**Task description**
Everything from the line that holds "Could you point to the pants" through the end of the data below should be output exactly, both ends included.

**Information shown**
★ ★ ★ ★ ★

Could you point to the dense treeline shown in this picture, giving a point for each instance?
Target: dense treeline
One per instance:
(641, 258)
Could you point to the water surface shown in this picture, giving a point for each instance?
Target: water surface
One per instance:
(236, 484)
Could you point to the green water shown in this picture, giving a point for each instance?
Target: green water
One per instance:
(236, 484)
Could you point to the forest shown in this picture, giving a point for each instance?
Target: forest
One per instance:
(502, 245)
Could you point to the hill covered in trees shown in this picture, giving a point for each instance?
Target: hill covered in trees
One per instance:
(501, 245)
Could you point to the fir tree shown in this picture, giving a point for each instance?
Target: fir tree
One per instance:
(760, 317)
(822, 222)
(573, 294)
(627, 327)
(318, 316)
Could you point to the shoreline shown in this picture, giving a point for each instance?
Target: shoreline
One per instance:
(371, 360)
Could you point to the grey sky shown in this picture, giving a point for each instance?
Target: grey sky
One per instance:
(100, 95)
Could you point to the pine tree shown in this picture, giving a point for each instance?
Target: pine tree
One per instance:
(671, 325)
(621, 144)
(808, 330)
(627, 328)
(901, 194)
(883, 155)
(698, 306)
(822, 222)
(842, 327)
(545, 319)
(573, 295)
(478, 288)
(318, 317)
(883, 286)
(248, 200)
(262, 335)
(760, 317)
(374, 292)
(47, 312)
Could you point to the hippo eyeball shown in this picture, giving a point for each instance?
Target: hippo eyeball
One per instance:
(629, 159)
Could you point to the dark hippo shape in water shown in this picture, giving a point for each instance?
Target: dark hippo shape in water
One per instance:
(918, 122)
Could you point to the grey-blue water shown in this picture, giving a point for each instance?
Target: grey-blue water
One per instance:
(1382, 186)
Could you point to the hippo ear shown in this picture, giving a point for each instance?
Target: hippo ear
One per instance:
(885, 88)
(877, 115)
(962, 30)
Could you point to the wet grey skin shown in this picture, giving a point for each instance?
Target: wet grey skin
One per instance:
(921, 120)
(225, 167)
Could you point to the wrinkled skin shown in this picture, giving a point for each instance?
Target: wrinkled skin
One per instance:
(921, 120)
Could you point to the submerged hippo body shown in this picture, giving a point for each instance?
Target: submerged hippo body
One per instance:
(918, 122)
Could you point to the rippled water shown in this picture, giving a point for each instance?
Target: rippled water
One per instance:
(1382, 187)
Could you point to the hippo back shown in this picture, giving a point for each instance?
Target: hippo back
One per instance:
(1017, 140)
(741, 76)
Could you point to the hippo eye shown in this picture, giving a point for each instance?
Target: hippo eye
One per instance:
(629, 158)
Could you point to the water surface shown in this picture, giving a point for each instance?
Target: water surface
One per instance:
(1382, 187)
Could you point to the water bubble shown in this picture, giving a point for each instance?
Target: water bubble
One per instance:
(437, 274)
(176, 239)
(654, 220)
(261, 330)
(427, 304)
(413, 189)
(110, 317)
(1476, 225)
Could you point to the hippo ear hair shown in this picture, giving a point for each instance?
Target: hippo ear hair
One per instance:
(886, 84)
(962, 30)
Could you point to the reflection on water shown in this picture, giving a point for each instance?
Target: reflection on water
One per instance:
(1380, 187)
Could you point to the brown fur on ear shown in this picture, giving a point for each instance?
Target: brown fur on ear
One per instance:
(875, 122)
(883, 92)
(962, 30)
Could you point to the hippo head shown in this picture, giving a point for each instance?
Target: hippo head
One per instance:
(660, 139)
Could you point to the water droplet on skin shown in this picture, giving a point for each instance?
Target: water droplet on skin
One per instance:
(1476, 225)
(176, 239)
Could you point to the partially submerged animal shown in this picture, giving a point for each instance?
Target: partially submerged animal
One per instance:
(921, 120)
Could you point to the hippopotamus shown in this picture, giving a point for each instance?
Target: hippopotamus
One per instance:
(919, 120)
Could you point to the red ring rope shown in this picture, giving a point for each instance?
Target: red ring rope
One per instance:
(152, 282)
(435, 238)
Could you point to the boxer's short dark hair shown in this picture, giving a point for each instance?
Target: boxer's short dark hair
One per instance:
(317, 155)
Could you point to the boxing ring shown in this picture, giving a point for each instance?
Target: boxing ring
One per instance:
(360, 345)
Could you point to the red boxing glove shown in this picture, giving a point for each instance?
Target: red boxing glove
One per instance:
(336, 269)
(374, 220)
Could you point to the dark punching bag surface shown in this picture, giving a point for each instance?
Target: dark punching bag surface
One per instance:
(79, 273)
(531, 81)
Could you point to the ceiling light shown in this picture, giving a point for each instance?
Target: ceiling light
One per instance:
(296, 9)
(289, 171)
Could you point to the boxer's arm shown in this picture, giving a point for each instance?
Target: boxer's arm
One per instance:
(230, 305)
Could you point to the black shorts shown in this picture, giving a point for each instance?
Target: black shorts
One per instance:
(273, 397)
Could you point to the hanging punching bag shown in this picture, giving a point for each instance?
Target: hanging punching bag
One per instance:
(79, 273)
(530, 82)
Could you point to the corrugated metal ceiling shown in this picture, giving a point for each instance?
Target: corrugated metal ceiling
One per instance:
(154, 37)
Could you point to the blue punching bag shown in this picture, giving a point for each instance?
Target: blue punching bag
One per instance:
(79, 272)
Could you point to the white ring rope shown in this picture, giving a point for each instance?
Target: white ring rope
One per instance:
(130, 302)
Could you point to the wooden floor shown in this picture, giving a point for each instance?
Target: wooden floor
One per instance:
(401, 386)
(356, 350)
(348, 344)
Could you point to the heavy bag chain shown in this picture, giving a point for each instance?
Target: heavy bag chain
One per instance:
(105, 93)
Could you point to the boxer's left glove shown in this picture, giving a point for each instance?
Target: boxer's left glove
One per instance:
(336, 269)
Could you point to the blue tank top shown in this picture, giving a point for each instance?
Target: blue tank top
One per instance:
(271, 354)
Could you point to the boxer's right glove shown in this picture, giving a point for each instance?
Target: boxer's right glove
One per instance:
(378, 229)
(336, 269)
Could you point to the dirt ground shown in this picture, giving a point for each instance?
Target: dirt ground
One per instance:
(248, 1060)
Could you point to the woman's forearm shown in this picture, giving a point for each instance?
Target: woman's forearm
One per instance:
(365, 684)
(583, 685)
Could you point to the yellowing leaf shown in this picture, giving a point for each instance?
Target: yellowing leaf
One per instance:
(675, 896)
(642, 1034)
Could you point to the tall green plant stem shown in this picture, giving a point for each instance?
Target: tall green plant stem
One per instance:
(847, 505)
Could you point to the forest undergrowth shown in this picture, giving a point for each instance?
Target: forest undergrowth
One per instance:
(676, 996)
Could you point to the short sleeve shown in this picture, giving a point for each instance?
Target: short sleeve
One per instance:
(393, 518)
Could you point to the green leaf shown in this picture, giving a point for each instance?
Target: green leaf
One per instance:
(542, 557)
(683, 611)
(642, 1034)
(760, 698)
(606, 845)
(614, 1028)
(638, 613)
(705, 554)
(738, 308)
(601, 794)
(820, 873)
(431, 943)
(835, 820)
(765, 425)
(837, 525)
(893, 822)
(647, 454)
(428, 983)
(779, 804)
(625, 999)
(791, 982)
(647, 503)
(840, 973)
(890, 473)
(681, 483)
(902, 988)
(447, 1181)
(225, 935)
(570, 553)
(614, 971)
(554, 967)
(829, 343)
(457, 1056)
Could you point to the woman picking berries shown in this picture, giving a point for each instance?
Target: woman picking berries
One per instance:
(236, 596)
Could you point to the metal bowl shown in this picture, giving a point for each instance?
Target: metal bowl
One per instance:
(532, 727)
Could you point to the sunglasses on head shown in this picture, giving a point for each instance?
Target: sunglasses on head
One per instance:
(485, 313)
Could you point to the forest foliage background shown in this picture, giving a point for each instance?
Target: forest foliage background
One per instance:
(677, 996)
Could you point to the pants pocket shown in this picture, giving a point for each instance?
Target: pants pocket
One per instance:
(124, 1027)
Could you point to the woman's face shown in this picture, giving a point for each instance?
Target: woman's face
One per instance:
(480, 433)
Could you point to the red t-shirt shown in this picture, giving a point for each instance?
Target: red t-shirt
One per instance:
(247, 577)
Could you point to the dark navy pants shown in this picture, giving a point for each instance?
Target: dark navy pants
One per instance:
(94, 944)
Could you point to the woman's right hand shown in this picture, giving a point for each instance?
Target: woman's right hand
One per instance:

★ ★ ★ ★ ★

**Solution**
Could you point to the pants pocket shown in this picture, giving a point for each instance?
Target: pants pocket
One per instance:
(124, 1027)
Could you point to the woman's face shown in this picture, giving a point for each instance?
Target: woman's face
One per instance:
(480, 433)
Could you point to the red t-shirt shown in this picture, giving a point for each instance?
Target: red t-shirt
One per instance:
(247, 577)
Could you point to the dark navy pants shown in this picture, giving a point for each instance?
Target: dark navy pants
One per instance:
(94, 944)
Could you point to the woman's right hand shown in this picture, giving a point for each instance?
Target: woman's right hand
One per instance:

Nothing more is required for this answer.